■ What to produce ■
Exclude all pictures, then copy each of the records exactly as written.

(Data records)
○ ○ ○ ○ ○ ○ ○

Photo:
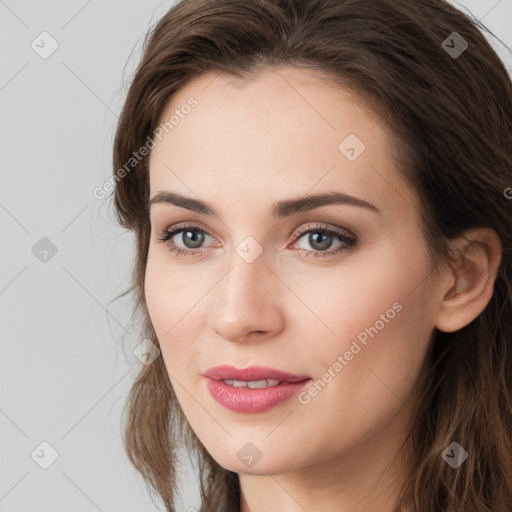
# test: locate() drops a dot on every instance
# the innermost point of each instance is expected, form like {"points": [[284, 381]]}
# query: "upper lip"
{"points": [[251, 373]]}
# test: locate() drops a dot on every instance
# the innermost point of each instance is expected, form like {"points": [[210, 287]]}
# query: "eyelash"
{"points": [[349, 240]]}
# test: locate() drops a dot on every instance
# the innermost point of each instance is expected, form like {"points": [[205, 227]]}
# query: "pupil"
{"points": [[196, 239], [321, 245]]}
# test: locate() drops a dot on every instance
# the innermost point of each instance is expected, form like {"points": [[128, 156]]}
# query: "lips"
{"points": [[254, 389], [252, 373]]}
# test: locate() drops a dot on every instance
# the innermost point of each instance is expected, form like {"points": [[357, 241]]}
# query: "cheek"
{"points": [[172, 303]]}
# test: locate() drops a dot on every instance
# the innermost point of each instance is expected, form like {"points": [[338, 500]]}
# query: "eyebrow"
{"points": [[283, 208]]}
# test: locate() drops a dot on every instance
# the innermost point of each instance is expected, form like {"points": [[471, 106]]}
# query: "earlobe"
{"points": [[471, 278]]}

○ ○ ○ ○ ○ ○ ○

■ Finished exercise ■
Photo:
# test: locate() drops a dot on every instance
# the innermost point of each instance is expected, form like {"points": [[284, 381]]}
# query: "upper lip"
{"points": [[251, 373]]}
# test: locate() drops a dot on every instance
# the innermost point of each instance is expected, form like {"points": [[210, 287]]}
# query: "eyelash"
{"points": [[349, 240]]}
# test: locate() drops a dot on every instance
# the innermost point of each instance is expected, form like {"points": [[205, 227]]}
# query: "pupil"
{"points": [[196, 239], [321, 245]]}
# test: locate() drops a dot on every instance
# the innermost point of each instance is expected, form like {"points": [[128, 156]]}
# query: "lips"
{"points": [[254, 389], [252, 373]]}
# test: locate() drops a dot on every instance
# the innermost point of each instance is expected, form like {"points": [[357, 241]]}
# query: "cheek"
{"points": [[172, 303]]}
# test: locate() drops a dot on every instance
# the innermost point of each instance is expected, form like {"points": [[338, 500]]}
# query: "eyebrow"
{"points": [[283, 208]]}
# test: locate() drops a dot on every instance
# the innermost point of each instance is expected, form like {"points": [[471, 106]]}
# query: "earlobe"
{"points": [[471, 278]]}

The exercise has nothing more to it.